_Required action:_ Quote, word for word, every line starting at the line that contains "like (434, 241)." and ending with the last line of the records; include both of these lines and no others.

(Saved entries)
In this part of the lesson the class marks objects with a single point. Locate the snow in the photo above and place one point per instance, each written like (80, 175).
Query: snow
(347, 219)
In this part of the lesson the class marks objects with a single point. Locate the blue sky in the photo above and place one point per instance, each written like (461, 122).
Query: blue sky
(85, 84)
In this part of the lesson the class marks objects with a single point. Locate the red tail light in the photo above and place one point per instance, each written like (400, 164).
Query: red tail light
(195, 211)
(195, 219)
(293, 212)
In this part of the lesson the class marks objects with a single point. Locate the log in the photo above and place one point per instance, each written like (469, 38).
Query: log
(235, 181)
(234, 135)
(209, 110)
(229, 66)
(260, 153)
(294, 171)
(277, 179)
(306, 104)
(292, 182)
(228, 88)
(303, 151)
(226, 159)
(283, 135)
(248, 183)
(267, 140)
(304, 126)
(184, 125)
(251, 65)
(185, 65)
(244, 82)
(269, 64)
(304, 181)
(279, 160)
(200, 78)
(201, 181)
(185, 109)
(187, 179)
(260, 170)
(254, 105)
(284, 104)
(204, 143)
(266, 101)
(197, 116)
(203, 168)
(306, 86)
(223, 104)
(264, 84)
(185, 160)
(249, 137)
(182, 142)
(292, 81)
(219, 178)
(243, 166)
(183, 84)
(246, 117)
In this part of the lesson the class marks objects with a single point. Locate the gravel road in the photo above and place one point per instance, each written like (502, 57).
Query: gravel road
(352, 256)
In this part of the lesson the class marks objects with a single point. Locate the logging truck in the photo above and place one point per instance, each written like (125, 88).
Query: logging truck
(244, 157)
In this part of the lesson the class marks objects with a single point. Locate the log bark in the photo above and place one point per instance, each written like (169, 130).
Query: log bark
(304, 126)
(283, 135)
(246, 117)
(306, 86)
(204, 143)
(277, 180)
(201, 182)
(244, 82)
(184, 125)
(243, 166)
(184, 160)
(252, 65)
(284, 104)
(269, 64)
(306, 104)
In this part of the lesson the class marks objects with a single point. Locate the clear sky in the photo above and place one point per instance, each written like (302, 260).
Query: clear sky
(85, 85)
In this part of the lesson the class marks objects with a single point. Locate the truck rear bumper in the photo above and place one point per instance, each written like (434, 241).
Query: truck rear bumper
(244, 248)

_Written reply:_
In this part of the lesson the class marks objects with a single point. Locate the truck rear bumper in the photo above and place one point per instance, each written like (434, 241).
Query: truck rear bumper
(244, 248)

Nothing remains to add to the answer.